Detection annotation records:
start
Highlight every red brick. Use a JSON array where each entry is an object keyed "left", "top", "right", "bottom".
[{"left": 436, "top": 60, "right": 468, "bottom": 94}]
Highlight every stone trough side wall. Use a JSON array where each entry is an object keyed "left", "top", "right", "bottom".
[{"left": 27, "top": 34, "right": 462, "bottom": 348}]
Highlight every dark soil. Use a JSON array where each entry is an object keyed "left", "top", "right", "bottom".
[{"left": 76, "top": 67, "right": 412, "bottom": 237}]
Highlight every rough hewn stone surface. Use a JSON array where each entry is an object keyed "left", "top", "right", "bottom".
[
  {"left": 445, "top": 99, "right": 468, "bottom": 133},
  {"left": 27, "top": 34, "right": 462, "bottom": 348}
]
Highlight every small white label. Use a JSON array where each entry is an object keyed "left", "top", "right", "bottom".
end
§ TO BE DONE: Rewrite the lines above, changing every "Highlight" to "Outline" and leaving everything else untouched.

§ IN RESPONSE:
Outline every red brick. Use a JSON array where each entry is an object keyed "left", "top", "right", "bottom".
[{"left": 436, "top": 60, "right": 468, "bottom": 94}]
Outline every stone trough side wall. Use a JSON array where each entry is an object keyed "left", "top", "right", "bottom".
[{"left": 27, "top": 34, "right": 462, "bottom": 348}]
Outline every dark soil. Use a JSON array where each entry is an object keyed "left", "top", "right", "bottom".
[{"left": 76, "top": 67, "right": 412, "bottom": 237}]
Outline every rough hewn stone surface. Use a JSON array where each entry is an object keyed "left", "top", "right", "bottom".
[
  {"left": 445, "top": 99, "right": 468, "bottom": 133},
  {"left": 27, "top": 34, "right": 462, "bottom": 348}
]
Outline every small white label. Use a JSON array where each entry is an object keyed "left", "top", "right", "bottom".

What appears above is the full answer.